* START *
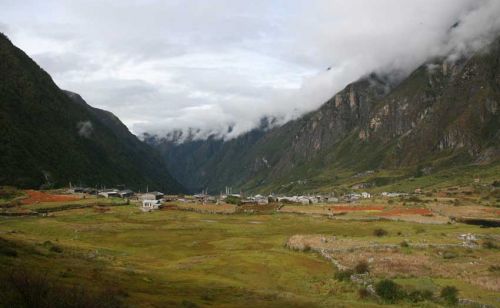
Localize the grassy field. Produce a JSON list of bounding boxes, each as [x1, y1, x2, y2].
[[0, 205, 500, 307]]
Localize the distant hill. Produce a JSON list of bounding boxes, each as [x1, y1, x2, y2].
[[151, 40, 500, 192], [0, 34, 183, 192]]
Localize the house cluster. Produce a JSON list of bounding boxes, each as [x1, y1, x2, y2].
[[68, 187, 166, 212]]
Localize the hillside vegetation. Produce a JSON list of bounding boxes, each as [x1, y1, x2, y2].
[[0, 34, 183, 192], [149, 40, 500, 192]]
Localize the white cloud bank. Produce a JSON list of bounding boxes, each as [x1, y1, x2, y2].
[[0, 0, 500, 138]]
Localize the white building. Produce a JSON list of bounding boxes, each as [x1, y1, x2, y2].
[[141, 200, 161, 212]]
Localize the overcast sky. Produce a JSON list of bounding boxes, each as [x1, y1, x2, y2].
[[0, 0, 500, 138]]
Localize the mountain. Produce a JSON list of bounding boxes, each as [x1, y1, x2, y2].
[[148, 40, 500, 192], [0, 34, 183, 192]]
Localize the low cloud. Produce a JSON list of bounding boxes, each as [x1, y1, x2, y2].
[[0, 0, 500, 138], [76, 121, 94, 138]]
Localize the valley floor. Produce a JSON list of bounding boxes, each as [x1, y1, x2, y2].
[[0, 199, 500, 307]]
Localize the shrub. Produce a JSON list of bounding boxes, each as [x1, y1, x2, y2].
[[488, 265, 500, 273], [0, 246, 17, 258], [483, 240, 498, 249], [373, 228, 387, 237], [354, 261, 370, 274], [443, 251, 458, 259], [415, 227, 425, 234], [441, 286, 458, 306], [375, 279, 404, 303], [408, 290, 434, 303], [358, 288, 371, 299], [49, 245, 63, 253], [335, 269, 354, 281]]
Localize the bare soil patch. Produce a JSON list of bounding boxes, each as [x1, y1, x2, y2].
[[21, 190, 81, 205]]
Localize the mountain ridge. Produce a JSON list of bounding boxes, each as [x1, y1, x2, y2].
[[0, 34, 183, 192], [150, 36, 500, 192]]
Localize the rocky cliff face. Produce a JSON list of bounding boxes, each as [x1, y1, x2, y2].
[[149, 41, 500, 191]]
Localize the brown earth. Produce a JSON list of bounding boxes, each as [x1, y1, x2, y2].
[[21, 190, 81, 205]]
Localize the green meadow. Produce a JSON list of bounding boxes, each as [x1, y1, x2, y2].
[[0, 205, 500, 307]]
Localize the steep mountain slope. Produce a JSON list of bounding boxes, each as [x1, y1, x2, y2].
[[155, 40, 500, 192], [0, 35, 182, 192]]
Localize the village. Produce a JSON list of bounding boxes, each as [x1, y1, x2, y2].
[[67, 187, 410, 211]]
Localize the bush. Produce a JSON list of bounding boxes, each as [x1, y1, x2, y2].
[[443, 251, 458, 259], [335, 269, 354, 281], [415, 227, 425, 234], [358, 288, 371, 299], [49, 245, 63, 253], [408, 290, 434, 303], [375, 279, 404, 303], [483, 240, 498, 249], [373, 228, 387, 237], [354, 261, 370, 274], [488, 265, 500, 273], [0, 246, 17, 258], [441, 286, 458, 306]]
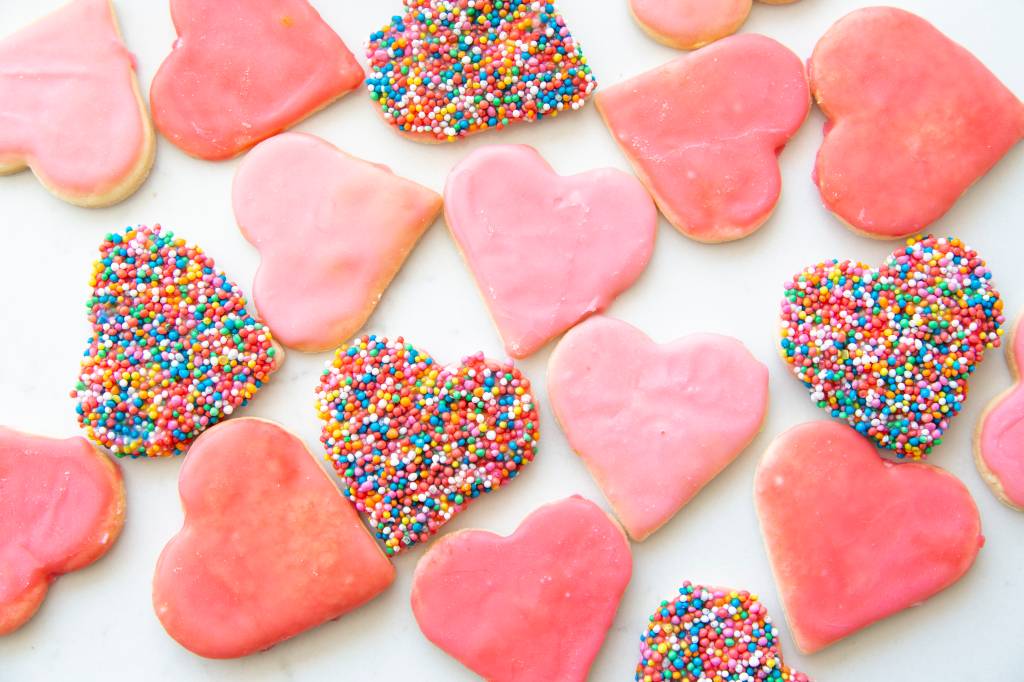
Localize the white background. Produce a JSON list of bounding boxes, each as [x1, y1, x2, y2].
[[0, 0, 1024, 682]]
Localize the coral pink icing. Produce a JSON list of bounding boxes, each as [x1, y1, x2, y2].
[[808, 7, 1024, 238], [754, 422, 984, 653], [596, 34, 810, 242], [444, 145, 657, 357], [548, 317, 768, 540], [412, 497, 633, 682], [150, 0, 364, 160], [153, 419, 394, 658], [233, 133, 441, 350], [0, 0, 153, 205], [978, 316, 1024, 503], [0, 427, 125, 635]]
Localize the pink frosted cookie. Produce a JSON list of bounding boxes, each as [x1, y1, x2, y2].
[[413, 497, 633, 682], [0, 426, 125, 635], [444, 144, 657, 357], [153, 419, 394, 658], [808, 7, 1024, 239], [597, 34, 810, 242], [0, 0, 156, 207], [150, 0, 364, 161], [754, 422, 984, 653], [548, 317, 768, 540], [233, 133, 441, 351], [974, 315, 1024, 511]]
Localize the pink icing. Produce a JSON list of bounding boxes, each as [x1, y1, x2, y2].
[[754, 422, 984, 653], [978, 316, 1024, 503], [0, 427, 125, 635], [444, 145, 657, 357], [233, 133, 441, 350], [596, 34, 810, 242], [150, 0, 364, 160], [548, 317, 768, 540], [0, 0, 153, 201], [412, 497, 633, 682], [630, 0, 753, 49], [153, 419, 394, 658], [808, 7, 1024, 238]]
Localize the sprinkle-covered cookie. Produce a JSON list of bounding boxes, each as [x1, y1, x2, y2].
[[316, 335, 539, 554], [367, 0, 597, 142], [781, 237, 1004, 460], [636, 581, 808, 682], [72, 225, 281, 457]]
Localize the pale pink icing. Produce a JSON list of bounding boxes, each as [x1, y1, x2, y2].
[[754, 422, 984, 653], [0, 427, 124, 635], [233, 133, 441, 350], [153, 419, 394, 658], [444, 145, 657, 357], [630, 0, 753, 49], [150, 0, 364, 160], [412, 497, 633, 682], [596, 34, 810, 242], [0, 0, 152, 204], [978, 316, 1024, 503], [808, 7, 1024, 238], [548, 317, 768, 540]]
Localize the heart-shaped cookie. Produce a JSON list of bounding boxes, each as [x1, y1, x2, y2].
[[72, 225, 283, 457], [412, 497, 633, 682], [781, 237, 1004, 459], [974, 315, 1024, 511], [597, 34, 811, 242], [367, 0, 597, 142], [316, 335, 540, 554], [153, 419, 394, 658], [548, 317, 768, 540], [0, 426, 125, 635], [808, 7, 1024, 238], [232, 133, 441, 351], [636, 581, 808, 682], [0, 0, 156, 207], [150, 0, 364, 160], [444, 145, 657, 357], [754, 422, 985, 653]]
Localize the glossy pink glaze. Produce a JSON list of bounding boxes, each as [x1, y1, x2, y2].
[[150, 0, 364, 160], [233, 133, 441, 350], [444, 144, 657, 357], [754, 422, 984, 653], [808, 7, 1024, 238], [153, 419, 394, 658], [630, 0, 753, 49], [548, 317, 768, 540], [0, 427, 125, 635], [412, 497, 633, 682], [0, 0, 153, 205], [978, 316, 1024, 503], [596, 34, 810, 242]]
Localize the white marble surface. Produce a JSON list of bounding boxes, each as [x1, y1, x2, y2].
[[0, 0, 1024, 682]]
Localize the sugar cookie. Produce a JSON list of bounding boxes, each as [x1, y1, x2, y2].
[[153, 419, 394, 658], [781, 236, 1004, 460], [412, 497, 633, 682], [444, 144, 657, 357], [0, 0, 156, 207], [548, 316, 768, 540], [597, 34, 810, 242], [316, 335, 540, 554]]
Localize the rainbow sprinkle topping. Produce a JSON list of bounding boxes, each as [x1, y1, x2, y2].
[[636, 581, 808, 682], [72, 225, 275, 457], [367, 0, 597, 141], [781, 237, 1004, 460], [316, 336, 540, 554]]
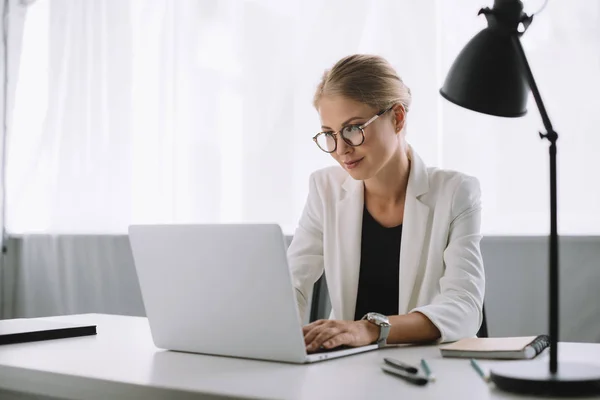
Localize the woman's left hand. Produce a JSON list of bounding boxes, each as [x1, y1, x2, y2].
[[302, 319, 379, 353]]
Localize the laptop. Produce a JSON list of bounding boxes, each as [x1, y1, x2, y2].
[[129, 224, 378, 364]]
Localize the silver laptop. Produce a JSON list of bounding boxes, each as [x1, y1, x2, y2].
[[129, 224, 377, 363]]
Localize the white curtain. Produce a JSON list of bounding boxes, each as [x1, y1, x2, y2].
[[0, 0, 26, 318], [7, 0, 600, 234]]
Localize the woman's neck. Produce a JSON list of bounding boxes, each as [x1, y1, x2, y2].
[[365, 147, 411, 205]]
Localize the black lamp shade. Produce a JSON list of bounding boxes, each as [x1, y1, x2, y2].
[[440, 27, 529, 117]]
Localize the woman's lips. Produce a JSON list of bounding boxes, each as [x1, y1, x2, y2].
[[344, 157, 364, 169]]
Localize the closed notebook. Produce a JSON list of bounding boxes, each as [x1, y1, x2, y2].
[[0, 318, 96, 345], [440, 335, 550, 360]]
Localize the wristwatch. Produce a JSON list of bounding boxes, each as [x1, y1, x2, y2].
[[362, 313, 392, 347]]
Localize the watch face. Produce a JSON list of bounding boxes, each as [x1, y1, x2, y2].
[[367, 313, 390, 326]]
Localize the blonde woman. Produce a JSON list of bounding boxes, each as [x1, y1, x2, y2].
[[288, 55, 485, 352]]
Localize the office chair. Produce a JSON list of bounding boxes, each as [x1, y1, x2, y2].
[[309, 274, 488, 337]]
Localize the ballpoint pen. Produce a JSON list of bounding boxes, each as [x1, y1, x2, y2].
[[383, 357, 419, 374], [381, 365, 429, 386], [421, 358, 435, 382]]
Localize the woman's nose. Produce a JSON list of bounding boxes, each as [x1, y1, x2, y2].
[[335, 135, 352, 156]]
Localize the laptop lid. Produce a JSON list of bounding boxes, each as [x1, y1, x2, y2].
[[129, 224, 306, 362]]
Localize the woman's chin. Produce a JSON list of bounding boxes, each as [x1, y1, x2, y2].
[[344, 168, 369, 181]]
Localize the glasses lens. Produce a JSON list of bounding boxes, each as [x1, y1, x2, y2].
[[317, 133, 335, 153], [342, 125, 364, 146]]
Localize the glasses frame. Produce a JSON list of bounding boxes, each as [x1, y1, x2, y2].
* END *
*WORK INSTRUCTIONS:*
Copy out the stretch of items from the line containing "Localize the woman's chin." through the end of the items, both ends included, with every line exactly as it appears.

*ANSWER FOR THE TASK:*
Localize the woman's chin. Produce a JSON list of bounding boxes, each as [x1, y1, x2, y2].
[[344, 168, 369, 181]]
Localize the glasses lens. Produce a JSON list of bounding boxes, each as [x1, y1, x2, y2].
[[317, 133, 335, 153], [342, 125, 364, 146]]
Localize the glasses frame. Produce a JSON list of bounding boxes, each as [x1, y1, x2, y2].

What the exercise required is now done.